**ОТРЫВОК ТЕКСТА:**

…Долго ехали в теплушке в Красноярск.
Помню ужас, когда мама побежала на станции за кипятком, а поезд тронулся.
Но она успела прыгнуть в последний вагон.
До конца войны мы жили в Красноярске. Там я пошел в школу и ходил в рисовальный кружок, и получил даже две премии на городском конкурсе самодеятельности — одну за рисунок «В атаку», а вторую за декломацию «с выражением» огромной поэмы Михалкова: «Рано утром на рассвете, когда мирно спали дети, Гитлер дал войскам приказ…» и т. д.
Отношения с родителями в детстве были бесконфликтные, огорчал я их только тем, что плохо ел, но на детских фото, в матроске, истощенным не выгляжу.

**ИСХОДНЫЕ ДАННЫЕ:**

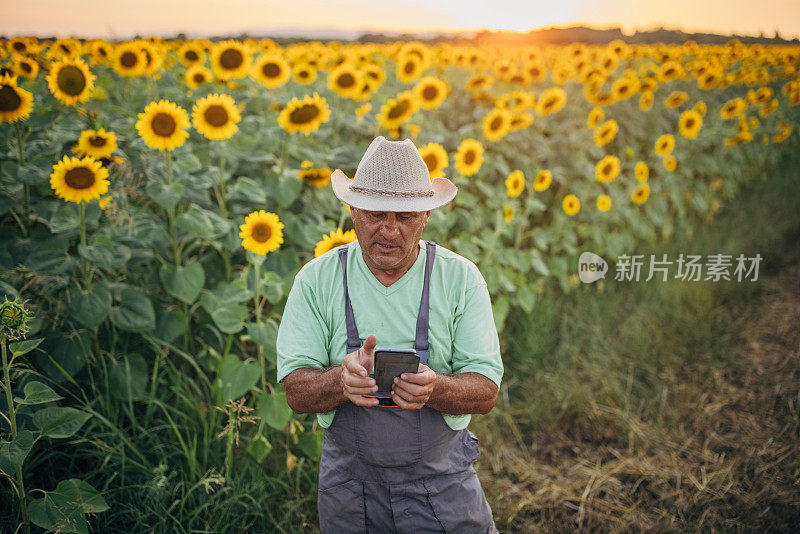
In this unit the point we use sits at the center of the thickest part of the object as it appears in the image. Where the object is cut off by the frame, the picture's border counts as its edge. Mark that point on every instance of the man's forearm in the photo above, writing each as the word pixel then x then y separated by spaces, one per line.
pixel 314 390
pixel 464 393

**ЗАДАНИЯ:**
#1 Где, судя по отрывку, семья жила до конца войны?
#2 Повторите слово в слово часть отрывка от «Но она успела» до «истощенным не выгляжу.».

**ОТВЕТЫ К ЗАДАНИЯМ:**
#1 В Красноярске.

#2
Но она успела прыгнуть в последний вагон.
До конца войны мы жили в Красноярске. Там я пошел в школу и ходил в рисовальный кружок, и получил даже две премии на городском конкурсе самодеятельности — одну за рисунок «В атаку», а вторую за декломацию «с выражением» огромной поэмы Михалкова: «Рано утром на рассвете, когда мирно спали дети, Гитлер дал войскам приказ…» и т. д.
Отношения с родителями в детстве были бесконфликтные, огорчал я их только тем, что плохо ел, но на детских фото, в матроске, истощенным не выгляжу.